## Belge Alıntısı:

§

GÜNCEL EGE YEREL YÖNETİMLER EKONOMİ POLİTİKA SPOR RÖPORTAJLAR YAZAR CAFE FOTO GALERİ VİDEO GALERİ
Yerel Yönetimler
26 Mayıs 2022 Perşembe 13:51

TMMOB'un Kent Suçları haritasındaydı... Bilirkişi ne rapor verdi?

İzmir Büyükşehir Belediyesi tarafından iptali için yargıya taşınan Çevre Şehircilik ve İklim Değişikliği Bakanlığı’nın yüz binlik planları ile ilgili bilirkişi raporunda ayrıntılar ortaya çıktı. Raporda, AK Partili Taştan ailesine ait doğal SİT alanındaki parselde yapılan özel imar değişikliğinin şehircilik ilkeleri ve planlama esasları ile bağdaşmadığı belirtildi. Parseldeki inşaat, TMMOB'un hazırladığı 'Kent Suçları Haritası'nda da ilk sırada yer almıştı.

Metehan UD / EGEDESONSÖZ - Çevre, Şehircilik ve İklim Değişikliği Bakanlığı’nın 2015 yılında yayımladığı İzmir-Manisa Planlama Bölgesi 1/100.000 ölçekli Çevre Düzeni Planı tartışmalara neden olmuş, planların yapılaşmaya açtığı alanlardan dolayı pek çok kesimden itiraz sesleri yükselmişti. Planlarla birlikte nitelikli tarım arazileri, zeytinlik alanlar, orman alanları, su havzaları ve korunması gerekli doğal değerler imara açılmıştı.

§

## Veri Kümesi:
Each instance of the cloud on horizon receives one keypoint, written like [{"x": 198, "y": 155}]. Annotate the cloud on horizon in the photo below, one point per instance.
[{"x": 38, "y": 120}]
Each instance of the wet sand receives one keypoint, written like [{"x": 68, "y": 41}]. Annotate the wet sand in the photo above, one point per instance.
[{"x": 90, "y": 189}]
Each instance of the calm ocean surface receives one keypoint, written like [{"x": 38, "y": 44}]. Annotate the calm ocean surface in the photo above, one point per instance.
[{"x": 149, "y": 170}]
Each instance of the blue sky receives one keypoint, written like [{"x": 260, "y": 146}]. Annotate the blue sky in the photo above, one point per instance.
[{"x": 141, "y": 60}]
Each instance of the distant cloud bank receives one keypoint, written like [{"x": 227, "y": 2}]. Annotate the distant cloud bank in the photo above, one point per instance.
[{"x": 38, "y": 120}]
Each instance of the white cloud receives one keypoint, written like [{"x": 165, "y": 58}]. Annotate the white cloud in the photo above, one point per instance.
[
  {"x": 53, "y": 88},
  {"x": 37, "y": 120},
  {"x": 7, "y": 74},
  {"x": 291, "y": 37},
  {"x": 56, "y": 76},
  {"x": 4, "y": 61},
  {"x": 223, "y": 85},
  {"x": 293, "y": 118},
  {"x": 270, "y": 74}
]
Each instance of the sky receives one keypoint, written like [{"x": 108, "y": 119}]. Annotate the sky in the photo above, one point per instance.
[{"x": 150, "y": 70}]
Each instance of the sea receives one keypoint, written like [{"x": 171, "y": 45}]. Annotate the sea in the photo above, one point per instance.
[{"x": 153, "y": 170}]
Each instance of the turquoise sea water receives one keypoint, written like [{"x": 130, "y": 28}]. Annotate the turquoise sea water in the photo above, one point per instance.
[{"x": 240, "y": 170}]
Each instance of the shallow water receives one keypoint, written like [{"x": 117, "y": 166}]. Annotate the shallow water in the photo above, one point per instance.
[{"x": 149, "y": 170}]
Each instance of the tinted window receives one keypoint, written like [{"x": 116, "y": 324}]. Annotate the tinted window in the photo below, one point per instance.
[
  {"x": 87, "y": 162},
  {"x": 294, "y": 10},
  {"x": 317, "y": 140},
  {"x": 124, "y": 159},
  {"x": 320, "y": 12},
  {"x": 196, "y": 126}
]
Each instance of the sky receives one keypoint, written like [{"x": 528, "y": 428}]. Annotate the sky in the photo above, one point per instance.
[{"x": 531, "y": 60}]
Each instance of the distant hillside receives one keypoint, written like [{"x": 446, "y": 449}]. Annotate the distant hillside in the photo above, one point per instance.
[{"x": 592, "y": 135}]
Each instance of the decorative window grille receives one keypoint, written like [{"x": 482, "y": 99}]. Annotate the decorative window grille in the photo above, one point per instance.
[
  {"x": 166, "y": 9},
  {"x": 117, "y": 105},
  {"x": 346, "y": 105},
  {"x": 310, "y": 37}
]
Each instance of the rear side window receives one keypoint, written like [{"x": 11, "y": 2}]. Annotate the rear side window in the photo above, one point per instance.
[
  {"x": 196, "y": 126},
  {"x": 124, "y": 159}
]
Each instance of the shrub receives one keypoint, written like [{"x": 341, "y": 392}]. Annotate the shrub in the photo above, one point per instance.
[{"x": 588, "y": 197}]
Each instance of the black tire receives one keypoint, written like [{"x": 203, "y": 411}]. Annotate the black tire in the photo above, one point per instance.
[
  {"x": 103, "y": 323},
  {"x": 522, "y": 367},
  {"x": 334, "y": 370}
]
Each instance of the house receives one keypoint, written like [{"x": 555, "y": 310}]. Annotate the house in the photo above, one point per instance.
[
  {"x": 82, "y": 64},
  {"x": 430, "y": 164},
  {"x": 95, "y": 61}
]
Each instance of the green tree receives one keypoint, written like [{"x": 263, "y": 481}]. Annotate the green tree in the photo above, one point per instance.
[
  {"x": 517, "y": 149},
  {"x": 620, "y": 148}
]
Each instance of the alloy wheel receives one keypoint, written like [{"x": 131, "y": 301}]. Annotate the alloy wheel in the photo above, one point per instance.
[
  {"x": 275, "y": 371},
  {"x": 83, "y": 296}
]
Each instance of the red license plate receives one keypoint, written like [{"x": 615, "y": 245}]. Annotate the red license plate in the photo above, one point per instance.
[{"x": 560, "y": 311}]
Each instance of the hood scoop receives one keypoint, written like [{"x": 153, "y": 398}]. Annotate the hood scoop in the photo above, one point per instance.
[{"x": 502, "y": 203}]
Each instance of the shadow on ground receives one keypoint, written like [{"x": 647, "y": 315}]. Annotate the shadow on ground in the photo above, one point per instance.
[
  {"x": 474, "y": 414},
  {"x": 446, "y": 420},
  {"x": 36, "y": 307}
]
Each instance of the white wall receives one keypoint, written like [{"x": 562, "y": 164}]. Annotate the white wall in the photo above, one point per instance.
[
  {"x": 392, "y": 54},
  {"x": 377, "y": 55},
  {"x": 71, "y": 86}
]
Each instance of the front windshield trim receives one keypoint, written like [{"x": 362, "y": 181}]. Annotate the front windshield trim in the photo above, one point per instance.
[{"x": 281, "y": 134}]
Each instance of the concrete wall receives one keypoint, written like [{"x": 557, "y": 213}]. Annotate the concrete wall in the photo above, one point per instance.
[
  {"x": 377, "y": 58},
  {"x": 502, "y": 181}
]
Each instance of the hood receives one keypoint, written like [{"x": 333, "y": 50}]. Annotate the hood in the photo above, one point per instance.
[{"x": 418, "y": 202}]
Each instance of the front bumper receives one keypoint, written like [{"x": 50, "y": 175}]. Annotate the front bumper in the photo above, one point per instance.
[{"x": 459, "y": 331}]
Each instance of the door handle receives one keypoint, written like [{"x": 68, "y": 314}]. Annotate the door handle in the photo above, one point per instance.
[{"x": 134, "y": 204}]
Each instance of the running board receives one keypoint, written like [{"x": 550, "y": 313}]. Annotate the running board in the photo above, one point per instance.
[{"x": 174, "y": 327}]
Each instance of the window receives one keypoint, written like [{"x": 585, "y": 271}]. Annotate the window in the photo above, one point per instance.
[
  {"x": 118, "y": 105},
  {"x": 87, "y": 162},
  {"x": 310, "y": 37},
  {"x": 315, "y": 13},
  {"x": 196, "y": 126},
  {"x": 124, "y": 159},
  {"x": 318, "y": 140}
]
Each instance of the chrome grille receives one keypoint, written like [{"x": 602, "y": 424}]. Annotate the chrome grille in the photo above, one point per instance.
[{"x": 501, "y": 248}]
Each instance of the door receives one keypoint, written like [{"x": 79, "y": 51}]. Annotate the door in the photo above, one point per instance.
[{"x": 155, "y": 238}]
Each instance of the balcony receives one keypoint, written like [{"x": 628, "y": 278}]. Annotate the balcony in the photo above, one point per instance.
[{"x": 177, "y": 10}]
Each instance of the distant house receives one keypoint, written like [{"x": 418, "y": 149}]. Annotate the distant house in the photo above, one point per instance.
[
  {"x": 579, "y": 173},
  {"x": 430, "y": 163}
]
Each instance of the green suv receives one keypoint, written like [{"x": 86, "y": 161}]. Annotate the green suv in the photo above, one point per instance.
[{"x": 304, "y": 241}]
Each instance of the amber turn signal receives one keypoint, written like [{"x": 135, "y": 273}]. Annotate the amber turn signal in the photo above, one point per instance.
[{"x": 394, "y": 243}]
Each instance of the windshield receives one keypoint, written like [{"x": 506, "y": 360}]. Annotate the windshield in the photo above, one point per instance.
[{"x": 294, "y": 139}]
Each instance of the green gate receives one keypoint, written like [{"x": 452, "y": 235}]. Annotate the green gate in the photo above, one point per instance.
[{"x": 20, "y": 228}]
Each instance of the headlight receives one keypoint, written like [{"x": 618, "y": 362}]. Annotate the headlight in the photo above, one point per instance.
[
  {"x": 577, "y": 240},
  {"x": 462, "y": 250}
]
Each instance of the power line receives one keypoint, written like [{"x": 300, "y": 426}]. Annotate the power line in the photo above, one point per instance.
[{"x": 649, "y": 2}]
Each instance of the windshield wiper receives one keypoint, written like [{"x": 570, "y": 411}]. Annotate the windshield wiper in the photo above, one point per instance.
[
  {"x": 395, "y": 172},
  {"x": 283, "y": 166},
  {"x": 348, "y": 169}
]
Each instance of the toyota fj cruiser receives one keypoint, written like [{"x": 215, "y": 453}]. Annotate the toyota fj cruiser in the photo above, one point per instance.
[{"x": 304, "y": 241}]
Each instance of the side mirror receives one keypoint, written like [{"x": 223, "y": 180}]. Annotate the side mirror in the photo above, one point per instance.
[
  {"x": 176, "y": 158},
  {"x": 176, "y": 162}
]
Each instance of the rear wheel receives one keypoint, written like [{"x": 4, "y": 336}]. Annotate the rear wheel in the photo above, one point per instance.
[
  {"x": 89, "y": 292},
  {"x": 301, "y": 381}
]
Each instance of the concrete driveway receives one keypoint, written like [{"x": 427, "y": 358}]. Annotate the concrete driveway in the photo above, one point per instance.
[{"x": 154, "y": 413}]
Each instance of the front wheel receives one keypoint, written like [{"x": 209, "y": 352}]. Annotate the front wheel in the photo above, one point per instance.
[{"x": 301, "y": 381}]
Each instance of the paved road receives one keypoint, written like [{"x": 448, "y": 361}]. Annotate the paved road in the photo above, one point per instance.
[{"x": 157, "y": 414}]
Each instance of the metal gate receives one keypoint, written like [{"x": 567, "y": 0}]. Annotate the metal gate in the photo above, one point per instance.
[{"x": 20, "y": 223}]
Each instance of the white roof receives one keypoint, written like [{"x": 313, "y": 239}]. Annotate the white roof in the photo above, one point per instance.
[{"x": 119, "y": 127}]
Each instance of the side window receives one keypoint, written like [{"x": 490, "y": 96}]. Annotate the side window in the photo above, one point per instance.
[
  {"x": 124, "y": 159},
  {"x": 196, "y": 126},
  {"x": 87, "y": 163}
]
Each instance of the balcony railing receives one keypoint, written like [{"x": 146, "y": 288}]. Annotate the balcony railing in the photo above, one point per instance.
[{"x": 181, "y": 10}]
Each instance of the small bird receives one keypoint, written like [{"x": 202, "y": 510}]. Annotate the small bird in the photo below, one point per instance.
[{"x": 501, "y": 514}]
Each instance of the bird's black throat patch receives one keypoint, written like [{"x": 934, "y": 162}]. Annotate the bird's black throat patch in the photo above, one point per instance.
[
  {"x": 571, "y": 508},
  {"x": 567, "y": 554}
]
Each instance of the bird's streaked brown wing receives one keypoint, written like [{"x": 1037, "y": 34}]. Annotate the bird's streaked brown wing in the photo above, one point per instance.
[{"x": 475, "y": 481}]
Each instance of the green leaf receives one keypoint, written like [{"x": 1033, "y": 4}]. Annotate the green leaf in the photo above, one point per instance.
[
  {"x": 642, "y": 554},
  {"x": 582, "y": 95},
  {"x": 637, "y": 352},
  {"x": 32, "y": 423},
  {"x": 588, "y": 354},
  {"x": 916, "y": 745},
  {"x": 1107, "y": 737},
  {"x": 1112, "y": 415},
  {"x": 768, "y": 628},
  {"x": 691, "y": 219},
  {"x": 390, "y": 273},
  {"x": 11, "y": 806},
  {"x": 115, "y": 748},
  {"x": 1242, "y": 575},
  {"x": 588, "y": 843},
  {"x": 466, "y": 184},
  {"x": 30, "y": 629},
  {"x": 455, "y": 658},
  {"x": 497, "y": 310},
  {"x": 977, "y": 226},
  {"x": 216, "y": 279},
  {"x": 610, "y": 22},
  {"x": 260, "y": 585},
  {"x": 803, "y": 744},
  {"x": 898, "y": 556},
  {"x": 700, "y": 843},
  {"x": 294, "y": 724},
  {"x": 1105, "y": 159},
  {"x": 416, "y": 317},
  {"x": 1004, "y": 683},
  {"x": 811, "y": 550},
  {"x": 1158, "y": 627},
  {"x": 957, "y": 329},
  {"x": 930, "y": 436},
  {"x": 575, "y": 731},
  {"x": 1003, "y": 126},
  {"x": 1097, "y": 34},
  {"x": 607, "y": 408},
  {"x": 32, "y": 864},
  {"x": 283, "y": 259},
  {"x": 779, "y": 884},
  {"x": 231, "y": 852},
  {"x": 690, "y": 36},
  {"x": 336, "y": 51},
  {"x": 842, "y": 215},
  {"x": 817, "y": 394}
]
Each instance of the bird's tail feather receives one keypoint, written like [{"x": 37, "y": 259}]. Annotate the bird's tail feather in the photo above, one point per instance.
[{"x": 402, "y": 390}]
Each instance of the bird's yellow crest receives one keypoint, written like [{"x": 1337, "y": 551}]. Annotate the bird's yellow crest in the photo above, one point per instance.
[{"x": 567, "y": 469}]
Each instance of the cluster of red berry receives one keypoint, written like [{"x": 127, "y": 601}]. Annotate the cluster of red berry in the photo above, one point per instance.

§

## Alıştırma Gereksinimleri:
(a) Bilirkişi raporu haberine göre İzmir-Manisa Planlama Bölgesi 1/100.000 ölçekli Çevre Düzeni Planı hangi yıl yayımlanmıştır?
(b) Bilirkişi raporu haberini son cümlesinden sonra devam ettirin.
Kayıtlar, bilirkişi raporu haberiyle ilişkili değildir.

## Görev Çıktıları:
(a) 2015 yılında.

(b)
İtirazların sahiplerinden biri olan İzmir Büyükşehir Belediyesi de söz konusu planları yargıya taşıyarak iptalini istemişti. Açılan dava sonucunda Danıştay’ın atadığı bilirkişi heyetinin raporu yakın zamanda ortaya çıktı. Raporda, planlamada yer alan değişiklikler ayrıntılı olarak ele alındı ve planların olası sonuçları değerlendirildi.

PARSELE ÖZEL DEĞİŞİKLİK
Bakanlığın yaptığı plan değişikliğinden biri de Bornova Karaçam Köyü sınırları içerisinde yer alan parçacıl plan değişikliğiydi. Yüz binlik imar planlarında orman alanı belirlenen doğal SİT statüsündeki parsel, bakanlık tarafından hazırlanan yeni planlamada ‘kentsel yerleşik alan’ olarak değiştirilmişti.

BÜYÜKŞEHİR: KORUMA İLKELERİ İLE ÖRTÜŞMÜYOR
Büyükşehir Belediyesi itirazında yeşil kuşak alanlarının ortasında kalan parsele özel imar hakkı verildiğini belirterek mevzuata aykırı olduğunu dile getirdi. Dava dilekçesinde “koruma statüsü bulunan bu tür özel nitelikli alanların, koruma-kullanma dengesi içerisinde, ekolojik özellikleri korunarak, sağlıklı kentsel yaşam ortamlarının sürdürülebilirliğine katkıda bulunacak bir şekilde planlanması gerekmektedir. Aksi takdirde, emsal teşkil edecek nitelikteki bu tür parsel bazında üretilen kararlar ile ulaşım bağlantısı olmayan kentsel alanların ortaya çıkmasına sebep olunacak, söz konusu bölgenin sit alanı ve etkileşim sahası bütününde değerlendirilerek koruma-kullanma dengesinin sağlanması güçleşecektir. Bu durum, gerek üst ölçekli planın koruma ilkeleri ile gerekse planlama esasları ile örtüşmemektedir” denildi.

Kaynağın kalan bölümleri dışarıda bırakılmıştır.